__EXERCISE OBJECTIVE__: Repeat the lines beginning at the one with "Q: Identify one point on each instance of the sky." and running to the end of the material, keeping the first and last of them, exactly as they appear.

__Entries from a pointing dataset__:
=-=-=-=-=
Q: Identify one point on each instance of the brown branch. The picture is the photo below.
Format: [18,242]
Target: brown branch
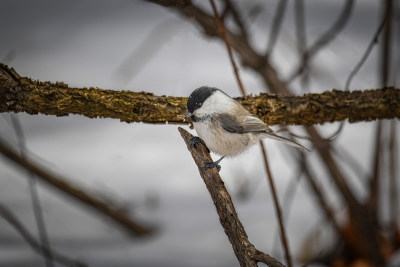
[75,192]
[325,38]
[20,94]
[43,250]
[278,211]
[222,32]
[245,251]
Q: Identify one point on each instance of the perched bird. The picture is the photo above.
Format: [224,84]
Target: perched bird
[224,125]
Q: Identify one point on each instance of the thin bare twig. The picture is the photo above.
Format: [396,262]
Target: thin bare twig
[276,26]
[285,244]
[325,39]
[221,30]
[37,208]
[394,185]
[43,250]
[366,53]
[278,211]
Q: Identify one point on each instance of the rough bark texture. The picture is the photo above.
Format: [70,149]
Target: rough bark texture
[21,94]
[246,253]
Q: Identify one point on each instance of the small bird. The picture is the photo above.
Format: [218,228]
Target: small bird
[224,125]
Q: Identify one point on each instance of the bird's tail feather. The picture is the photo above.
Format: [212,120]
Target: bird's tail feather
[285,140]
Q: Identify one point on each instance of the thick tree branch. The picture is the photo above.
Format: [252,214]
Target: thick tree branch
[21,94]
[245,251]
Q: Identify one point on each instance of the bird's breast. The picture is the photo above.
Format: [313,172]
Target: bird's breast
[221,141]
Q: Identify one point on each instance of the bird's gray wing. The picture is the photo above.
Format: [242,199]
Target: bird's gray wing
[247,125]
[229,123]
[251,124]
[254,124]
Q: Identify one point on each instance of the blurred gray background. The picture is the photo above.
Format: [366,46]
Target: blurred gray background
[139,46]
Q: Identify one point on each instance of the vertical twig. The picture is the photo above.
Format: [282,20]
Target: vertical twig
[276,26]
[245,251]
[393,193]
[277,206]
[221,30]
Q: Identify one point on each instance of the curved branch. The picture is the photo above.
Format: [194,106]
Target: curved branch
[44,250]
[21,94]
[117,215]
[245,251]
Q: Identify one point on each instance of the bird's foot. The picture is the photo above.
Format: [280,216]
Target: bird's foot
[209,165]
[195,140]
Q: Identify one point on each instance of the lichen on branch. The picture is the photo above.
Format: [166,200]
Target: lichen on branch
[22,94]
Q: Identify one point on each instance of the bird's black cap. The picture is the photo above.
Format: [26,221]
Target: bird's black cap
[198,96]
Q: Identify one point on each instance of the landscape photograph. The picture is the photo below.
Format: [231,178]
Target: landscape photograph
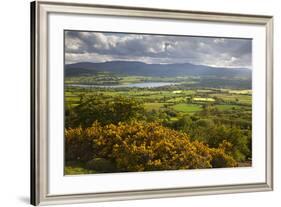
[156,102]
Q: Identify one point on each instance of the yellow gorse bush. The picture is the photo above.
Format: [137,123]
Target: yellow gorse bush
[141,146]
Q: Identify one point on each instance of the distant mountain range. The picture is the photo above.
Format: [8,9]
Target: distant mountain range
[160,70]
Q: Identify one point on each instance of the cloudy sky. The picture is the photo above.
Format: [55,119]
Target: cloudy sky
[101,47]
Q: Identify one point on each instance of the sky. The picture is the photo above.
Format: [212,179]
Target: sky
[83,46]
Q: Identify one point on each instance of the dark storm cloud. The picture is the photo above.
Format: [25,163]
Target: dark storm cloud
[100,47]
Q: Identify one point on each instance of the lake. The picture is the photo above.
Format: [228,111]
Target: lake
[130,85]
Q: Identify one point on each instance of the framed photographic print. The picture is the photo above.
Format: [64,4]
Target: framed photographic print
[134,103]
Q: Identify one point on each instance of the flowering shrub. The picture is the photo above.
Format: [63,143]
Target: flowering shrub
[141,146]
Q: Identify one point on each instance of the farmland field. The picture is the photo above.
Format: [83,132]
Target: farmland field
[147,102]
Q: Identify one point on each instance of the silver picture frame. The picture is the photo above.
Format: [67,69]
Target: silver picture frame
[39,100]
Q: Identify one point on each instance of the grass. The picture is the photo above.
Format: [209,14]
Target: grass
[225,107]
[187,108]
[151,106]
[71,170]
[203,99]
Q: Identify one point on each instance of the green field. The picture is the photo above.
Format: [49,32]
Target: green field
[205,114]
[188,108]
=-=-=-=-=
__SOLUTION__:
Q: Identify one point on each instance of the sky. The picture is the photo above.
Format: [212,179]
Target: sky
[83,46]
Q: Identify one point on each instance of the dark storm cloud. The picture is the photo above.
Format: [25,163]
Target: dark storm cloud
[100,47]
Q: Identify one point on each instance of the lake. The picture is the photo above.
Format: [228,111]
Target: lake
[130,85]
Q: Identify one point on each instance of the framed photographic print. The picture is the photo above.
Format: [64,4]
Target: framed photographic print
[134,103]
Q: Identify one point on each instance of the flowering shrub. The picture is the photo above.
Format: [63,143]
Target: flowering shrub
[141,146]
Q: Identify one point on each instance of the farmland field. The picture is the photo above.
Format: [83,132]
Target: farmland field
[147,102]
Q: Identify one point on each instance of the silver picture frame. The picture is the photo above.
Format: [67,69]
Target: silver picture frame
[39,100]
Q: Identify one point on each instance of the grass. The picture is the photo above.
Format: [209,14]
Target: grass
[225,107]
[187,108]
[151,106]
[71,170]
[203,99]
Q: Identify one point on each instance of the green field. The picture is the photo above.
Format: [49,32]
Target: green field
[205,114]
[188,108]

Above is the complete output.